**WHAT YOU WILL DO**
Lines where the string "panel" appears are to be copied from the entries below.

**Data excerpts**

##########

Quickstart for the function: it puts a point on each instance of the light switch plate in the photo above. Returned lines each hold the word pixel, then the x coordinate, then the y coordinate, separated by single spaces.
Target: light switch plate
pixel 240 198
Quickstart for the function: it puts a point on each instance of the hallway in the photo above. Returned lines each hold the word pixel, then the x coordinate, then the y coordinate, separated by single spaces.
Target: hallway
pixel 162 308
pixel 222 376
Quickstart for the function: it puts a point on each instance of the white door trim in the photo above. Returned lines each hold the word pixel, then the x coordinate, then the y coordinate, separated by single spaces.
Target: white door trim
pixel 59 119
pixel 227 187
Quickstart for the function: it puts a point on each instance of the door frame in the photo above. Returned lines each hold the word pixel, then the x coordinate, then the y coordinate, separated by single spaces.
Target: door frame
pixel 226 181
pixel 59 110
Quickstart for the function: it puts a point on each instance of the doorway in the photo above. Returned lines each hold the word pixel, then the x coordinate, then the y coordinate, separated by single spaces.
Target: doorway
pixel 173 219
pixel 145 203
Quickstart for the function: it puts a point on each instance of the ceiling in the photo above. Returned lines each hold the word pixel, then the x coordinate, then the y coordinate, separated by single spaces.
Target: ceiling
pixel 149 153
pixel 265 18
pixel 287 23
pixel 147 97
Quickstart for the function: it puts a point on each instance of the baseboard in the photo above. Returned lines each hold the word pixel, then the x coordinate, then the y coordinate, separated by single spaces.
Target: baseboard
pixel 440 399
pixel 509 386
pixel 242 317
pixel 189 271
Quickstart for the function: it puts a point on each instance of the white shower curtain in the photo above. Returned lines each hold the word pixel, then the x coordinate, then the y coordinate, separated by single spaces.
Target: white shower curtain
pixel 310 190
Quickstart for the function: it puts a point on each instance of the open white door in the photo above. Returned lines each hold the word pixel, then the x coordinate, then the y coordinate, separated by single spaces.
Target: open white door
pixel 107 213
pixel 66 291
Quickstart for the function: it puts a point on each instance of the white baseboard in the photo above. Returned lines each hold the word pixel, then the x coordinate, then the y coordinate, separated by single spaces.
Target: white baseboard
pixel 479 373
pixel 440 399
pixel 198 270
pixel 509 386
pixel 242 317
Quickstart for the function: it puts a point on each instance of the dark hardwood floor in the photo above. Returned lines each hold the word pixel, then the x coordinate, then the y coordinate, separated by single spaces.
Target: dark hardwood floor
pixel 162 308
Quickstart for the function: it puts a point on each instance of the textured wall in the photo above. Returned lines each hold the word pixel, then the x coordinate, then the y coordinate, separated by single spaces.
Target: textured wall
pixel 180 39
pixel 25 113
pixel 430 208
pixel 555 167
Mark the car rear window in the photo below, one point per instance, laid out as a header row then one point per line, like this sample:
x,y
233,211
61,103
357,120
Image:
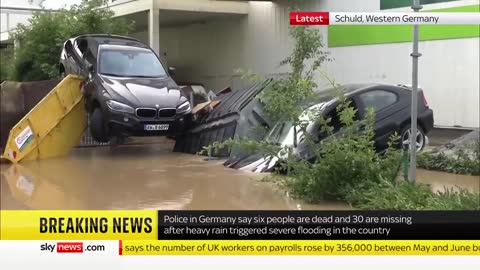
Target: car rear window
x,y
378,99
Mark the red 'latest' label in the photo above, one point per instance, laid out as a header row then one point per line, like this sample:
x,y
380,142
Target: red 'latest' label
x,y
69,247
309,18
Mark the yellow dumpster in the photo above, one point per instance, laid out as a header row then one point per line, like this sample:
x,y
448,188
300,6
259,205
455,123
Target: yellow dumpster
x,y
52,128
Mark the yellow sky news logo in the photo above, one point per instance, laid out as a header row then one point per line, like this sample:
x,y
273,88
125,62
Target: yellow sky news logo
x,y
74,225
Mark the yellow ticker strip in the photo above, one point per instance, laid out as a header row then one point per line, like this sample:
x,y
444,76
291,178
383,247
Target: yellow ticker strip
x,y
78,225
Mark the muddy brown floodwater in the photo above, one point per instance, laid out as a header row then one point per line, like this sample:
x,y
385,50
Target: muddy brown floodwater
x,y
152,177
138,177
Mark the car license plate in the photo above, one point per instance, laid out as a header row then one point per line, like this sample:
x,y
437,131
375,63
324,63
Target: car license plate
x,y
156,127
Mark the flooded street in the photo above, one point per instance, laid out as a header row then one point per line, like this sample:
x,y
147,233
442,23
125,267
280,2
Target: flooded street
x,y
438,181
138,177
152,177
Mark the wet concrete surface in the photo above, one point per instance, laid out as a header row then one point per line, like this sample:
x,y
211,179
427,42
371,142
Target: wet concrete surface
x,y
138,177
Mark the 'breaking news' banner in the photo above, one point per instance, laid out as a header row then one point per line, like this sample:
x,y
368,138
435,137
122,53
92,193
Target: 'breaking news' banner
x,y
241,232
393,18
240,225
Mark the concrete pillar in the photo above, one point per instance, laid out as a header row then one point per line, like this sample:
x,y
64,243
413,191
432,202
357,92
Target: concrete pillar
x,y
154,29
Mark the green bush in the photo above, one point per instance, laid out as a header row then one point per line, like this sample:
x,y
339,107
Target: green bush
x,y
41,41
6,63
343,161
465,160
402,195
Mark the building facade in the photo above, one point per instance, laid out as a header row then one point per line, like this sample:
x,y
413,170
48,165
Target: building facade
x,y
207,40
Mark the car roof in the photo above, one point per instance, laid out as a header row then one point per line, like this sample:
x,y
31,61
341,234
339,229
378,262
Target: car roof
x,y
100,39
323,95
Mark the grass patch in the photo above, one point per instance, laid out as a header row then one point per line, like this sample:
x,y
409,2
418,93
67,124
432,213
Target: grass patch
x,y
466,160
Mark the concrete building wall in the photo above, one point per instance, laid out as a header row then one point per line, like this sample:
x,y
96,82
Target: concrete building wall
x,y
210,52
10,18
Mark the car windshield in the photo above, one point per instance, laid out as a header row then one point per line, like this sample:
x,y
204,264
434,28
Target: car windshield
x,y
130,63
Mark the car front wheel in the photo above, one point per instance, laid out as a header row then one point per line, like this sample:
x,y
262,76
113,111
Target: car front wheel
x,y
97,126
406,135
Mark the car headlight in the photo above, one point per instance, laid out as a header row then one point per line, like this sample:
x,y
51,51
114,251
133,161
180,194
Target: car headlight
x,y
119,107
184,107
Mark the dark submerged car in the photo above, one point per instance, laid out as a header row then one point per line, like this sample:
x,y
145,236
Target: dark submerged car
x,y
391,103
128,91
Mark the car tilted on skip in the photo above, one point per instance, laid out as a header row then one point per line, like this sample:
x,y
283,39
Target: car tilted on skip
x,y
128,91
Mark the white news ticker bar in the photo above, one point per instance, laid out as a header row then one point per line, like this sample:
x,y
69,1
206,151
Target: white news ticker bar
x,y
27,255
410,18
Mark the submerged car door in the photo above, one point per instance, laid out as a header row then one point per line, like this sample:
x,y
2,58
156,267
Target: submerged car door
x,y
386,105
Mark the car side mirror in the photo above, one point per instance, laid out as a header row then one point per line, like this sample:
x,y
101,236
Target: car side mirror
x,y
172,71
90,70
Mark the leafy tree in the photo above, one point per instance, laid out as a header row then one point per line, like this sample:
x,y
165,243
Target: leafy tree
x,y
41,41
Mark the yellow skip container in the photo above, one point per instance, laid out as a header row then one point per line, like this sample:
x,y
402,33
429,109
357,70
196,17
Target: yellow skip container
x,y
53,127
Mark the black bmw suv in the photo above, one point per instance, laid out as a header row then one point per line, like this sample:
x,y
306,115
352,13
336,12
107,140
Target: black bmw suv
x,y
128,92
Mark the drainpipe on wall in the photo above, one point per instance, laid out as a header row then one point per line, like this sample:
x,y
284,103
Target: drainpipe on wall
x,y
414,111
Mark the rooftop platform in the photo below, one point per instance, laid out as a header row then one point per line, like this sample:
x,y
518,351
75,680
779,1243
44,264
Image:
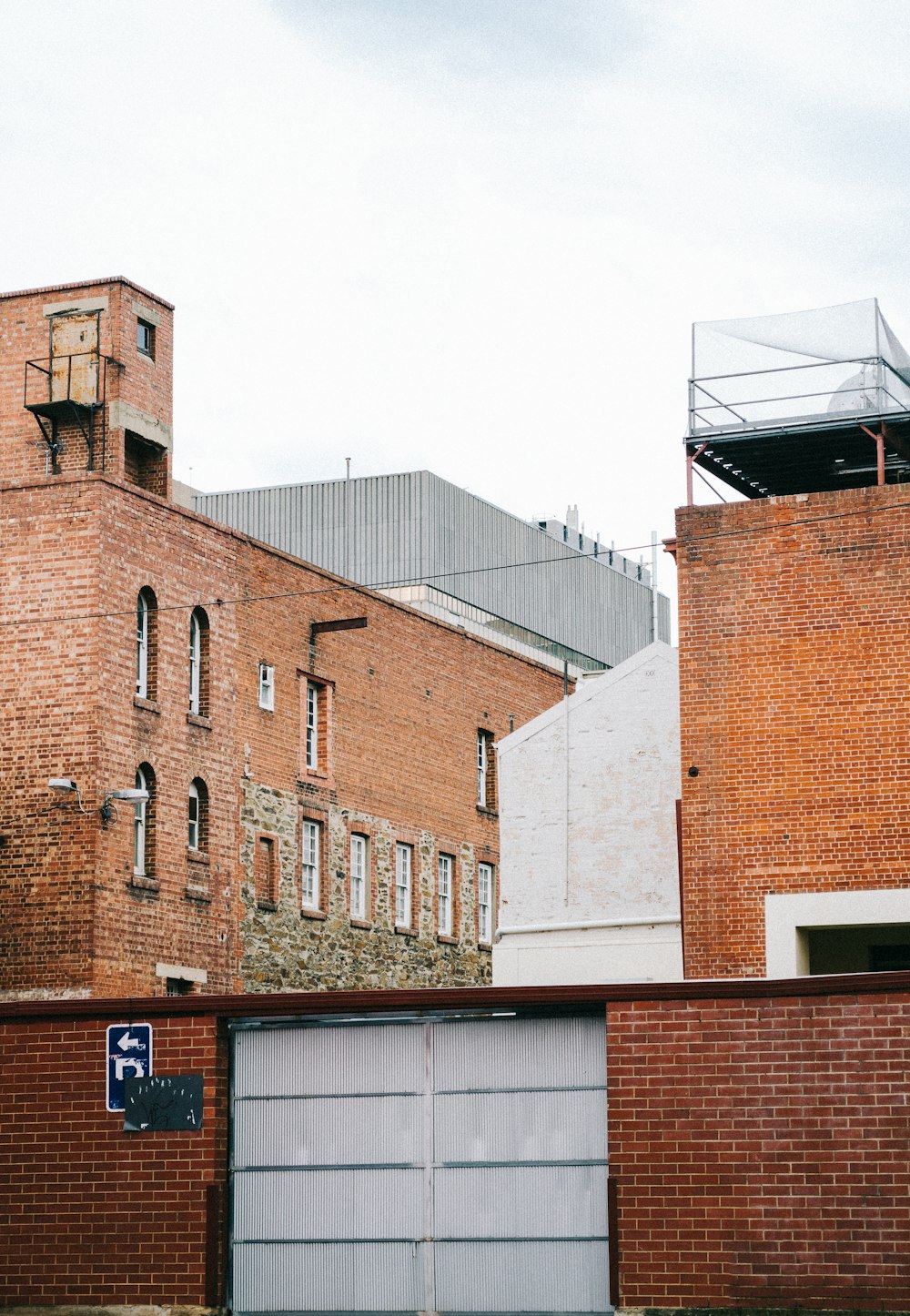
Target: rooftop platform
x,y
806,401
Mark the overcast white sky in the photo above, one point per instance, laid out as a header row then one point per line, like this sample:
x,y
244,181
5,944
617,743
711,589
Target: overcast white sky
x,y
460,235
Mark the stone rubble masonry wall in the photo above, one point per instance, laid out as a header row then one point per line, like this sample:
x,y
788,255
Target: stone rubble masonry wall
x,y
288,950
756,1141
410,695
794,708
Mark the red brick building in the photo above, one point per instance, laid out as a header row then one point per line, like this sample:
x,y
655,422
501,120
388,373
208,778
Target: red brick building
x,y
794,613
316,812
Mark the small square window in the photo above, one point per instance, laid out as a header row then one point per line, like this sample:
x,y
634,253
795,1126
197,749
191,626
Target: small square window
x,y
145,339
268,687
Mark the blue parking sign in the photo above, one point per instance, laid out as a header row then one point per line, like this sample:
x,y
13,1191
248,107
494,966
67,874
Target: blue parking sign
x,y
129,1056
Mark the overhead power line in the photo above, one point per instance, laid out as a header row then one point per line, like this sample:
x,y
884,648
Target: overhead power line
x,y
242,601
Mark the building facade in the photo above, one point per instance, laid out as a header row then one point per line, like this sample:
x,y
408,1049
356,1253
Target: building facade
x,y
542,589
317,785
794,610
590,881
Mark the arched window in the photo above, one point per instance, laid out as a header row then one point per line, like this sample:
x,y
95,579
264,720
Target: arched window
x,y
147,643
144,825
198,663
197,835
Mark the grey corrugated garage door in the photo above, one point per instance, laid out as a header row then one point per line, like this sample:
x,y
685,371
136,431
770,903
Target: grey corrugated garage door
x,y
429,1165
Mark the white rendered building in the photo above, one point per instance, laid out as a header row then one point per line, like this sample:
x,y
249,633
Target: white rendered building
x,y
590,886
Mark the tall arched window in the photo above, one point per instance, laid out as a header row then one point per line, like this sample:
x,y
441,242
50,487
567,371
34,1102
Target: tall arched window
x,y
197,835
144,824
147,643
198,663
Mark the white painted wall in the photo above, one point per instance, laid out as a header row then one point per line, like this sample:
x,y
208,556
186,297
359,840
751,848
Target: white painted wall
x,y
587,796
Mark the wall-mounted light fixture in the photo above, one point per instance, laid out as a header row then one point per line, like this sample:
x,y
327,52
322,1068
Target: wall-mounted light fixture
x,y
106,810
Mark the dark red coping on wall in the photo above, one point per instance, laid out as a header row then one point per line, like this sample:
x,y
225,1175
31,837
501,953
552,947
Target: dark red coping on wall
x,y
402,999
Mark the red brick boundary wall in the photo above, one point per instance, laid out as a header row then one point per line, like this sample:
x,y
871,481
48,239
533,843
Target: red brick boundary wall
x,y
759,1144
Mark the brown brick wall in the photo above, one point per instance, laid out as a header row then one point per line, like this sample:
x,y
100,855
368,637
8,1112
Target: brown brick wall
x,y
92,1215
758,1144
132,377
794,710
760,1151
408,698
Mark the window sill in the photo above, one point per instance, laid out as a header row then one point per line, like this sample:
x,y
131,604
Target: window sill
x,y
142,883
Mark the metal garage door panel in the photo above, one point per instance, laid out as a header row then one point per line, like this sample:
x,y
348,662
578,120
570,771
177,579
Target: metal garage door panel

##########

**RESULT**
Mark the metal garage door panel in the photo above, one point per instance, laid out as a header row then one point per line, like this sample:
Target: metal garage door panel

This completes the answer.